> _THE TASK_: Will you quote all of the entries, word for word?

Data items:
((
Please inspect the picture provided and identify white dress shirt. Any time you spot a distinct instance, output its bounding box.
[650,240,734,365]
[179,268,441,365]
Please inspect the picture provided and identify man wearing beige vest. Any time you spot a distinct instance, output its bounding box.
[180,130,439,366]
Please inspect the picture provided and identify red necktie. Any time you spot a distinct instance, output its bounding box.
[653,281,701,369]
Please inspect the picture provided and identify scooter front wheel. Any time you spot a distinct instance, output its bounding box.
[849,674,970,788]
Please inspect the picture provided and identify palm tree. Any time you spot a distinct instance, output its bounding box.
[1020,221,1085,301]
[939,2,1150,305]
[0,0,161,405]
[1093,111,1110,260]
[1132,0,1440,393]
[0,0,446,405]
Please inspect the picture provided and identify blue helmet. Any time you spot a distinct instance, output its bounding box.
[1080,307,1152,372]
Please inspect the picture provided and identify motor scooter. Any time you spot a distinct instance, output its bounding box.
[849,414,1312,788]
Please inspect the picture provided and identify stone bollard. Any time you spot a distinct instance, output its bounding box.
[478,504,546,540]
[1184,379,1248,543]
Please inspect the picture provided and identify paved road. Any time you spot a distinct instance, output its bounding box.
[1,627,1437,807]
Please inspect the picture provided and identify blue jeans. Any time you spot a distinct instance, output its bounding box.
))
> _RESPONSE_:
Please inspect the picture provided and identify white dress shirt. Any time you spot a distinct instance, output its bounding box.
[650,240,734,365]
[179,268,441,365]
Please inspect the picture provided and identify man wearing beige vest. Any time you spot a distinct instance, output its bounding box.
[180,130,439,366]
Please inspect the picture provided and identify red necktie. Any time you spot a distinct instance, output its bounding box.
[653,281,701,369]
Please inspect the picture provided and identify scooter front wheel. Any time you spot a distinct instance, output its bounding box.
[849,674,970,788]
Please inspect the picture provided and identify palm tree. Any time you spot a distinct instance, output its bounding box.
[1020,221,1085,301]
[939,2,1150,305]
[0,0,161,405]
[1093,111,1110,260]
[1132,0,1440,393]
[0,0,446,405]
Please inspect the picture provided and identify blue helmet. Any time you spot a distinct instance, output its bounding box.
[1080,307,1152,372]
Please inspect the picture provided and identify motor scooter. Any time you spot a distinct instance, output its bounding box.
[849,414,1312,788]
Please inspect the picture provided and identify stone bollard. Any time you spot a distinct instance, output its bounding box.
[478,504,546,540]
[1184,379,1248,543]
Please inspect the picture provided and identify paved road. Any time you spot a distinct instance, output its bounding box.
[1,627,1437,807]
Please inspect the picture provided and identify blue jeans. Any time you spot a distinct instance, output its bounding box.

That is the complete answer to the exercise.